## TASK
Output the data below exactly. Leave nothing out.

---------- INPUT DATA

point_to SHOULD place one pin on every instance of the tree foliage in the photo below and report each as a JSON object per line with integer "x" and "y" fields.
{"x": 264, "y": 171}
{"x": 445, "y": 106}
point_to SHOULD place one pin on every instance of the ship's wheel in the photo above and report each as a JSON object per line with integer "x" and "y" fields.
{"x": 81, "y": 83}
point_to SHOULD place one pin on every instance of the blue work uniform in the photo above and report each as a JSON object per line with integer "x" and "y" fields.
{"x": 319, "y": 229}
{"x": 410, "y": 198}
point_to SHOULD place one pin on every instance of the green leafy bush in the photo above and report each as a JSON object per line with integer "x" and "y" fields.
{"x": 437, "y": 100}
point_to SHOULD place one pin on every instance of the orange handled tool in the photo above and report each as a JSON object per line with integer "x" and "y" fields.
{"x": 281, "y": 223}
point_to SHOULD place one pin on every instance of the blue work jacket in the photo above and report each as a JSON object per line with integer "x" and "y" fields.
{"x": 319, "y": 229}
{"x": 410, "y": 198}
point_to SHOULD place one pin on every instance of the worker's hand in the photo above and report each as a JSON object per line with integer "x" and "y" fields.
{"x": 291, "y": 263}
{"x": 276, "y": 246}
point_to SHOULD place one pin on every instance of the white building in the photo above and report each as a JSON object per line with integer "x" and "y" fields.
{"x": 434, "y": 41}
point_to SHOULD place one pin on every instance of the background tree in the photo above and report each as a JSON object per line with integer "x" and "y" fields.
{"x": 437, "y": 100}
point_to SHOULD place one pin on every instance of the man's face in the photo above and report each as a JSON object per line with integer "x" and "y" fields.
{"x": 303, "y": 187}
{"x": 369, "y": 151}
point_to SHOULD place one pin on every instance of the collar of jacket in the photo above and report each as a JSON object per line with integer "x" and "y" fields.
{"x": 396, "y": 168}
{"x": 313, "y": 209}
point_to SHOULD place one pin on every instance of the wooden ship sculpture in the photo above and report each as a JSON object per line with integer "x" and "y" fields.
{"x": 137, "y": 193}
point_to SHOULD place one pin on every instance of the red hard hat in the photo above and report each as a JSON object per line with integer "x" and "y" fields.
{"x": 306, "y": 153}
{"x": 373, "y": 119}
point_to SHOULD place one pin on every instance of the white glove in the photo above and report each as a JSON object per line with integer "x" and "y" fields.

--------------------

## ANSWER BOX
point_to SHOULD place one pin on every instance of the tree foliage in the photo below and report each as a JSON object per line with integer "x" and "y" fields.
{"x": 264, "y": 171}
{"x": 445, "y": 106}
point_to SHOULD place one pin on every instance of the ship's wheel in the photo above and report each as a JSON object per line with integer "x" and "y" fields.
{"x": 81, "y": 83}
point_to SHOULD place one pin on every instance of the blue work uniform in the photo above and report each as a JSON object per line with integer "x" and "y" fields.
{"x": 319, "y": 229}
{"x": 410, "y": 198}
point_to SHOULD place one pin on every instance of the green leafy bush in the photo above and report each as a JSON object per line with integer "x" and "y" fields.
{"x": 437, "y": 100}
point_to SHOULD place one pin on every instance of the orange handled tool in the photo above and report each as a JSON object per line with integer "x" and "y" fields.
{"x": 281, "y": 223}
point_to SHOULD place one pin on every instance of the blue work jacket in the photo above and report each as a JSON object per line with integer "x" and "y" fields.
{"x": 319, "y": 229}
{"x": 410, "y": 198}
point_to SHOULD place one pin on every instance of the worker's hand in the photo above and report each as a JSON object per line with integer "x" and "y" fields.
{"x": 291, "y": 263}
{"x": 276, "y": 246}
point_to SHOULD place one pin on every instance of the white building in the photo above and report each as a JSON object per line with integer "x" and "y" fields.
{"x": 434, "y": 41}
point_to SHOULD place one pin on every instance of the background tree in the photo above and report each as a JSON object per line with integer "x" and "y" fields.
{"x": 437, "y": 100}
point_to SHOULD place one pin on every instance of the man's face in the photo above and report each as a JSON object per line with integer "x" and "y" fields.
{"x": 303, "y": 187}
{"x": 369, "y": 151}
point_to SHOULD place one pin on every instance of the collar of jacket in the photo above and report each as a JSON object per line with integer "x" and "y" fields.
{"x": 396, "y": 168}
{"x": 313, "y": 209}
point_to SHOULD place one pin on every instance of the wooden ship sculpture in the photo above and report each as a JSON object per line with integer "x" and "y" fields.
{"x": 137, "y": 193}
point_to SHOULD place one pin on every instance of the red hard hat in the photo above and report each as a JSON object per line with integer "x" and "y" fields.
{"x": 306, "y": 153}
{"x": 373, "y": 119}
point_to SHOULD place one pin on every instance of the white glove in the photo above and report each as a JSON object per line with integer "x" and "y" fields.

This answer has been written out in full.